▸ **To do**:
The response must consist of the lines below from the one with "Query: fork" through the one with "glass base, a", exactly as they appear and with both ends kept.

━━━━━━

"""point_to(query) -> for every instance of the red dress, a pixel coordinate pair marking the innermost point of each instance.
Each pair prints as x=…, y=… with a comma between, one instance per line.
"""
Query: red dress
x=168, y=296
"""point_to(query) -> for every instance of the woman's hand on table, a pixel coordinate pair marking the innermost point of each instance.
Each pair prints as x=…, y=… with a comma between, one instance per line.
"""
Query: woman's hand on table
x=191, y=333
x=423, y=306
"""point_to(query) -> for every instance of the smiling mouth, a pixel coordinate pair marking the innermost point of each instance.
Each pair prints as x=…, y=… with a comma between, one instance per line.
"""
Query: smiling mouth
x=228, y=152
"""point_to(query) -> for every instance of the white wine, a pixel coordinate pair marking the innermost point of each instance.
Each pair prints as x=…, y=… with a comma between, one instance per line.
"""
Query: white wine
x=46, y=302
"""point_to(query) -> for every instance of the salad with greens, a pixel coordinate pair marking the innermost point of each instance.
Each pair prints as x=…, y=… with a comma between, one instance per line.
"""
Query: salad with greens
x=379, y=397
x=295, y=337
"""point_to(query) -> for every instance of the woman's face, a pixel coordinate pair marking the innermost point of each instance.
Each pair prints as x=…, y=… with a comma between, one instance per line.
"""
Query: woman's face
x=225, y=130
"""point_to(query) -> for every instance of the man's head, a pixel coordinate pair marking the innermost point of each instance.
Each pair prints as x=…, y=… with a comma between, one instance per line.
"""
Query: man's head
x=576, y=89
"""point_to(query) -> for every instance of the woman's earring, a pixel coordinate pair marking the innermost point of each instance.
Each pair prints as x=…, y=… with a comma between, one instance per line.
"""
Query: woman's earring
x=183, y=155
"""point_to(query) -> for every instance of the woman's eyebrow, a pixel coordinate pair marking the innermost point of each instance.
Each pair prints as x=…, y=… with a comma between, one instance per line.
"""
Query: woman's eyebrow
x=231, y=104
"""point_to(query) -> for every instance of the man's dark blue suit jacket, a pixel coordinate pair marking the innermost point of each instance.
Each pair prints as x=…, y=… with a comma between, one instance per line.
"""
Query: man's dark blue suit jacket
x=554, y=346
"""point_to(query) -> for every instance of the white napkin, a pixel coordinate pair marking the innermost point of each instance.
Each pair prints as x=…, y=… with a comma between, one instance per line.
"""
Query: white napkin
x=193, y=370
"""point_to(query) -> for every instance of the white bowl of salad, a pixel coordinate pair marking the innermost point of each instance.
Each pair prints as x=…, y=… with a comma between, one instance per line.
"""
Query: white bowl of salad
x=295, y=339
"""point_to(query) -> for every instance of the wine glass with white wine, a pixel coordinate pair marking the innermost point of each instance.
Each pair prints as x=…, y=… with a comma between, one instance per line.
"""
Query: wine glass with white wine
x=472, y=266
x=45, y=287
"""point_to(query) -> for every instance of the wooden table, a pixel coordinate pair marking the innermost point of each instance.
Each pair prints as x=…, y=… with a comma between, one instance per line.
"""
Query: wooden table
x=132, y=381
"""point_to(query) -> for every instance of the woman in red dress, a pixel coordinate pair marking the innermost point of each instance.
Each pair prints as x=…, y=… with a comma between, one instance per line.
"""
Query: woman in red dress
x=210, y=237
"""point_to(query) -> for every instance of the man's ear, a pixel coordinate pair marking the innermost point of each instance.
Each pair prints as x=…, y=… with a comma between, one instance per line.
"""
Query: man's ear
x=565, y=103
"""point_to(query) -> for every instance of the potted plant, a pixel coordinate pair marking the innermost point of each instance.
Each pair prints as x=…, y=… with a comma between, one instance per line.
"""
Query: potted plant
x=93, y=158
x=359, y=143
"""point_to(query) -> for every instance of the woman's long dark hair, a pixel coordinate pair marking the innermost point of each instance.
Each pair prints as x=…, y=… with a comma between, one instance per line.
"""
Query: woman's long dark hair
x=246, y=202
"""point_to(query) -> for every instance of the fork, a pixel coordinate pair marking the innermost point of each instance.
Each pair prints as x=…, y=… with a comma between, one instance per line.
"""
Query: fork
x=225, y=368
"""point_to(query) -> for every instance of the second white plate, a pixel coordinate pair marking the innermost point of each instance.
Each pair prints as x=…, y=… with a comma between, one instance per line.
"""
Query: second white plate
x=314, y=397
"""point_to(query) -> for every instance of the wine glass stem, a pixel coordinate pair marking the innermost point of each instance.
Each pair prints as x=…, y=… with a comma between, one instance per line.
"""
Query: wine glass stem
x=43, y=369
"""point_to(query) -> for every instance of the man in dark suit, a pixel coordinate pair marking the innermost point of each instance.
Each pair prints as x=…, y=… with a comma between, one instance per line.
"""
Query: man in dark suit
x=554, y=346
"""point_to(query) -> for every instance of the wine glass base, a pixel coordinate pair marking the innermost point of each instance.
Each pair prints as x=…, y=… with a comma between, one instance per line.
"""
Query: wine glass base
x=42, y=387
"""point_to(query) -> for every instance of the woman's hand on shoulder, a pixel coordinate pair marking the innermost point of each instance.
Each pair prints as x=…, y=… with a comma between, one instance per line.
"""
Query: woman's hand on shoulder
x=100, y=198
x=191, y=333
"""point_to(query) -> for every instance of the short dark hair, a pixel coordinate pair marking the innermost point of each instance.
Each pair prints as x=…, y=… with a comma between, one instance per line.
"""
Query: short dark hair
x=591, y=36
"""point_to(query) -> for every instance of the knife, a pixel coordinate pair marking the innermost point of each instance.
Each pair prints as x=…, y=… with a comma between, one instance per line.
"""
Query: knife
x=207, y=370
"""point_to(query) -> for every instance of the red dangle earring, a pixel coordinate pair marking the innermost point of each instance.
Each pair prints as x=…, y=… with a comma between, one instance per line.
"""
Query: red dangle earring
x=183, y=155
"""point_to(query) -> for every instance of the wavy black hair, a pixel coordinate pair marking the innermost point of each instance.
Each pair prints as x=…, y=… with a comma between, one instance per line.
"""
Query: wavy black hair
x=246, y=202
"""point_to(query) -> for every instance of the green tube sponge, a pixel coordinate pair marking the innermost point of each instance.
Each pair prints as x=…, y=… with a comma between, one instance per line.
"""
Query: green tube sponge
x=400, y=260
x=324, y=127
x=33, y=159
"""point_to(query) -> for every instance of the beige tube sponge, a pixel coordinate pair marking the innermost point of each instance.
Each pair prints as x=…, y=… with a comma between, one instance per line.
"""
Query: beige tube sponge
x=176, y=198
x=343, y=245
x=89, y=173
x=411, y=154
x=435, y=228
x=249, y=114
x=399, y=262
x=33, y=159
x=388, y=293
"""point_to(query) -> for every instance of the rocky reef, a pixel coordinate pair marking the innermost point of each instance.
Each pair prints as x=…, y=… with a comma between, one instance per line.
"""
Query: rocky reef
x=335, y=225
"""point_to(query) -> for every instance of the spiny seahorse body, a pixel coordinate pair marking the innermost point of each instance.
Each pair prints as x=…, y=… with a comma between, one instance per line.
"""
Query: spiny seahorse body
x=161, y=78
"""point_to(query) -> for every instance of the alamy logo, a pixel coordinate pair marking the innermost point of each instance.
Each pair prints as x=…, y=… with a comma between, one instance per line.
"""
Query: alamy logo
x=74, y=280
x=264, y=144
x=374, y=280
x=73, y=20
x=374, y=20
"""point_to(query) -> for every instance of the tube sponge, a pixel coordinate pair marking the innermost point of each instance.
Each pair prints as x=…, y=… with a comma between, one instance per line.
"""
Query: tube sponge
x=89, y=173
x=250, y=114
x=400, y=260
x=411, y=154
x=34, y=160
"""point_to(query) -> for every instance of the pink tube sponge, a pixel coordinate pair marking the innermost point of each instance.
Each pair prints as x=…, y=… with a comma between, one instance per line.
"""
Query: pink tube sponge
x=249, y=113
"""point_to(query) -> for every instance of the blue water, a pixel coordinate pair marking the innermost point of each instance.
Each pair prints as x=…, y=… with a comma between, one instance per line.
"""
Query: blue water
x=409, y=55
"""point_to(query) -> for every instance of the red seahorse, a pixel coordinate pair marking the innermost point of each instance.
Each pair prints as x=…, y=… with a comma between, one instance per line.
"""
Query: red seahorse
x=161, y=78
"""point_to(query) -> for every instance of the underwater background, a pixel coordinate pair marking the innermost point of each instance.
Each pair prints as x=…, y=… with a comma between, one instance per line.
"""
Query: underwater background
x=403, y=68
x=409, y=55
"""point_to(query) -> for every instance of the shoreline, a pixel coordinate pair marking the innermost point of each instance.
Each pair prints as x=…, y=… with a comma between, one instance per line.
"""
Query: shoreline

━━━━━━

▸ **Output for this task**:
Query: fork
x=225, y=368
"""point_to(query) -> for every instance of the second white plate, a pixel coordinate pair marking the innermost point of each instance.
Each pair prints as x=…, y=… with a comma between, one instance per line.
"""
Query: second white plate
x=314, y=397
"""point_to(query) -> for every instance of the wine glass stem, a pixel coordinate pair marking the innermost point of each instance.
Each pair prints as x=…, y=… with a comma between, one instance per line.
"""
Query: wine glass stem
x=43, y=369
"""point_to(query) -> for every instance of the man in dark suit, a pixel coordinate pair marking the innermost point of each instance.
Each pair prints as x=…, y=… with a comma between, one instance per line.
"""
Query: man in dark suit
x=554, y=346
"""point_to(query) -> for every instance of the wine glass base, a pixel coordinate pair marking the innermost point of each instance.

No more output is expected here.